Page excerpt:
————

In particular, I think it massively increases total extinction risk. Lots of other natural disasters that might, say, kill 90% of the human population, are very unlikely to kill 100% of it. People are highly adaptable: we’ve survived ice ages, supervolcanoes, and global pandemics. A nuclear winter or climate change might make much of the world uninhabitable, but it will do so in a dispassionate, random way. A nuclear winter won’t dynamically adapt to seek out a ragtag group of survivors hiding out in a bomb shelter. But a misaligned AI agent might.

If such a system ever did acquire a goal like “kill all humans”, it might be capable of pursuing it with ruthless diligence: turning over every last stone and group of uncontacted people until the last one was gone.

It might seem unlikely that machines would ever come to have such a bizarre goal. I’m hoping to write something longer soon on why that might happen. And to be clear I do think this whole scenario is relatively unlikely: not least because we’re still very far away from systems that could survive without any human support. But even if the probability is relatively small, the outcome is potentially so bad that I think it’s worth even over-investing in trying to minimise the chance of this happening.

Intuitions vary around how much worse total human extinction would be than an ordinary catastrophe. I have several friends who think that the death of 90% of the population would be 90% as bad as everyone dying. Personally, I think total extinction would be immeasurably worse. Perhaps chauvinistically, I think it’s neat that human beings can both marvel at the stars and explain what they are. As far as I know we are the only type of system that can do both. Perhaps irrationally, I think it’s worth dedicating a lot of time and energy to ensuring that some of us, at least, keep going.

Agents at IASEAI

Understandably, then, agents, at IASEAI, were widely regarded as a bad move. In fact, several keynote speakers drew agency as a red line which they argued we should not cross. Yoshua Bengio said we ought to be creating AI scientists which can process data but can’t take actions in the world. Max Tegmark said that the real A in AGI should stand for autonomous, and that as long as we didn’t create autonomous generally intelligent systems we might be alright. Margaret Mitchell’s talk (and excellent paper) was simply titled: “Fully Autonomous AI Agents should Not be Developed”).

I’m not sure if I fully agree with this conclusion. Agency and autonomy also promise many of the biggest benefits of AI. However, even to the extent that I do, I’m not sure that these proposals are feasible. Both with respect to defining agents, reaching consensus on preventing agents, and above all on enforcing such a rule.

As I said above, creating theoretically autonomous agents is superficially trivial: just stick them in a loop with a terminal and run the commands they output. Any teenager with a laptop could do this. Today’s models won’t get far in this world, but some of these issues could likely be solved with better software engineering and fine-tuning (which is almost impossible to monitor and regulate).

The really dangerous stuff, however, is probably going to take a significant increase in model capabilities at tasks like creating an AWS account, setting up a server, and running a copy of the model itself (and if you’ve ever wrestled with AWS IAM permissions you will know this is no mean feat). There are levers more levers we could pull to slow down progress there. Improving long horizon planning might take expensive model runs, that are easier to track and regulate. But practically doing this is likely to prove incredibly challenging.

Safe and Ethical

If you’re not particularly familiar with AI research, you might think that building safe AI systems and building ethical AI systems would be broadly commensurate goals, and that people working on these things would largely admire one another’s work. Unfortunately there has in fact been a longstanding rift between these two groups of researchers, somewhere between mutual neglect and mutual disdain.

————

Data for review:
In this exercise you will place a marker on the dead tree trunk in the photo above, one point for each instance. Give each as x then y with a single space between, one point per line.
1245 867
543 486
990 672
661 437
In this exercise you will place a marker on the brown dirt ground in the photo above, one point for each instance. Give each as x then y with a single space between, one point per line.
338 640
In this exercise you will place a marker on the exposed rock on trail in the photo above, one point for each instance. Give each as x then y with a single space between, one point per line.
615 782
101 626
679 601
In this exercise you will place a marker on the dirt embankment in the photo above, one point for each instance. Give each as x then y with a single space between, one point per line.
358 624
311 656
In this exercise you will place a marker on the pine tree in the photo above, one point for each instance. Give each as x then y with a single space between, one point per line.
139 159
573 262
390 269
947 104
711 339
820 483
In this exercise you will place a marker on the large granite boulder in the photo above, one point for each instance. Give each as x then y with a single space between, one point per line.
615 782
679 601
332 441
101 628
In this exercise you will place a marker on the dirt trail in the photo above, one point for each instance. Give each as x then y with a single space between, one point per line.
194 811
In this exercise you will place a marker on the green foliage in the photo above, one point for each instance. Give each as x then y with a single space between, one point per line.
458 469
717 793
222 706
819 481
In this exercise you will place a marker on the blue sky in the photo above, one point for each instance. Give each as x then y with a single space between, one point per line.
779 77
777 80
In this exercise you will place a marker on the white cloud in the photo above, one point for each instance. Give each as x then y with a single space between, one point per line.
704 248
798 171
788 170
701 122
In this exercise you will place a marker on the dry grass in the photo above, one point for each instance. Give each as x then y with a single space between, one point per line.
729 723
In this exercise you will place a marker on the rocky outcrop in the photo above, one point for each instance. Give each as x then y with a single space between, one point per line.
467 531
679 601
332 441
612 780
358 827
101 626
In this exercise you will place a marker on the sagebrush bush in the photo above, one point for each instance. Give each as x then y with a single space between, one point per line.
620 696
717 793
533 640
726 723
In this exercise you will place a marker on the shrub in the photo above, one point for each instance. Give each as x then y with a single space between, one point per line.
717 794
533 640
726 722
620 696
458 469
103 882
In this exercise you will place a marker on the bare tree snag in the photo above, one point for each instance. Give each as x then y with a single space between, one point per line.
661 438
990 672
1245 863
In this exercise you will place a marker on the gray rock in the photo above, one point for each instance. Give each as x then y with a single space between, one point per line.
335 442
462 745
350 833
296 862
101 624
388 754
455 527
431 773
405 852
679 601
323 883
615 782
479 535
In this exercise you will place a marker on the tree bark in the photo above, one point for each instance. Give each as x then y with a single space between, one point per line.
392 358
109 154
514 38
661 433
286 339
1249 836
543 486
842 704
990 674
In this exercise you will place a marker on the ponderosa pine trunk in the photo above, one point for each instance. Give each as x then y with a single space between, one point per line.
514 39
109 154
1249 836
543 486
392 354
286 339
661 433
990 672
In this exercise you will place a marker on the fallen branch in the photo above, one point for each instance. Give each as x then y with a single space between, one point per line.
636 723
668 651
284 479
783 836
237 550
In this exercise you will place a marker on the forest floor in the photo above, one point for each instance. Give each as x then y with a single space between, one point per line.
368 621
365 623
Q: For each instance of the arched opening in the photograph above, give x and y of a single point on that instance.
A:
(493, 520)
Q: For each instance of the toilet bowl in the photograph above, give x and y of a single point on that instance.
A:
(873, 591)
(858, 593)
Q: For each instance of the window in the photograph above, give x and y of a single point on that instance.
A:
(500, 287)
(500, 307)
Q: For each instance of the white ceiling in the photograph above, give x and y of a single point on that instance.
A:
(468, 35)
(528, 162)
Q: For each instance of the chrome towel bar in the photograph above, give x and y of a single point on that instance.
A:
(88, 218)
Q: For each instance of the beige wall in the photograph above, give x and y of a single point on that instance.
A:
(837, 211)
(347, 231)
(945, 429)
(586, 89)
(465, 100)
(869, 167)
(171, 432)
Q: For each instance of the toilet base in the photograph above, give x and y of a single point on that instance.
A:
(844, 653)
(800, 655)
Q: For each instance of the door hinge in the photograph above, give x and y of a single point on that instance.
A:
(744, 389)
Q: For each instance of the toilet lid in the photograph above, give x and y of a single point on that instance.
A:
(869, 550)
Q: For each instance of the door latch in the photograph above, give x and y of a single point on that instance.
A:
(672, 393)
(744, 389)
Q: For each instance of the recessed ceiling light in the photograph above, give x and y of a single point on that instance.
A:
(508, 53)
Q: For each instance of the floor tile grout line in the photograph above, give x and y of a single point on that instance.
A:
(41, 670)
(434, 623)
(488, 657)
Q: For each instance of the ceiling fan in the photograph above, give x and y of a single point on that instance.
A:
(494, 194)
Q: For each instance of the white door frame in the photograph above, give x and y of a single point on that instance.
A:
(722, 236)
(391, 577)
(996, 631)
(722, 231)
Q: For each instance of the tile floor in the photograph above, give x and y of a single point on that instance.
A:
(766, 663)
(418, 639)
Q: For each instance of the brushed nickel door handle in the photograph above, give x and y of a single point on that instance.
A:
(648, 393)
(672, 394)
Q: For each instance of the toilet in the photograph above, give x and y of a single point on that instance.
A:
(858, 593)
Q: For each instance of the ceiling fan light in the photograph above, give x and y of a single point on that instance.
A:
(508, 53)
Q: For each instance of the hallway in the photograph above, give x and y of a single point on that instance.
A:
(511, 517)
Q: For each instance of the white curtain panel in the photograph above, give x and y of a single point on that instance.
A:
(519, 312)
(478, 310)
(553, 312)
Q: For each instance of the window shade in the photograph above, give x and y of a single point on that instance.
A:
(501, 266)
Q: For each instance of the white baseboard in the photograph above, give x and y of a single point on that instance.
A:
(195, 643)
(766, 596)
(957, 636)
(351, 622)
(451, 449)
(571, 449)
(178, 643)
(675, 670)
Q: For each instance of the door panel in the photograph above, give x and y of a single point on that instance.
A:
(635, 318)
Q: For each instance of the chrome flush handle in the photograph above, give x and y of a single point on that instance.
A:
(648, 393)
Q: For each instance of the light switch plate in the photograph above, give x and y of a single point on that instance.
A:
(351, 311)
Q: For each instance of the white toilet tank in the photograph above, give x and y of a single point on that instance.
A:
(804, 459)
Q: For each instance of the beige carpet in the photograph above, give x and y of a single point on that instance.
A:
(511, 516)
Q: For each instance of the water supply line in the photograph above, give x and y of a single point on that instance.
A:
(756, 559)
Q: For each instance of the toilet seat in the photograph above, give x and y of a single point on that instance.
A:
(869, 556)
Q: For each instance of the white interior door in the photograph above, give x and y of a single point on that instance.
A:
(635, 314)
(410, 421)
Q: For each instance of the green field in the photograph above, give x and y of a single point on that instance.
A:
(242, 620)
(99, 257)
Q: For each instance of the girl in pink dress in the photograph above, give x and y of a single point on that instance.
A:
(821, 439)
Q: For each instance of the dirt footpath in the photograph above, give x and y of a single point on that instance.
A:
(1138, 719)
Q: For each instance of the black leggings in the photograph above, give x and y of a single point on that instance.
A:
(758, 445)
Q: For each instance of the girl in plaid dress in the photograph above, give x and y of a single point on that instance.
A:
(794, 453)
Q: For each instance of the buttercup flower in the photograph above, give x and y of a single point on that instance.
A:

————

Exercise instructions: Reproduce the stretch of the AI agents essay from "If such a system" through "of this happening.".

Solution to this task:
If such a system ever did acquire a goal like “kill all humans”, it might be capable of pursuing it with ruthless diligence: turning over every last stone and group of uncontacted people until the last one was gone.

It might seem unlikely that machines would ever come to have such a bizarre goal. I’m hoping to write something longer soon on why that might happen. And to be clear I do think this whole scenario is relatively unlikely: not least because we’re still very far away from systems that could survive without any human support. But even if the probability is relatively small, the outcome is potentially so bad that I think it’s worth even over-investing in trying to minimise the chance of this happening.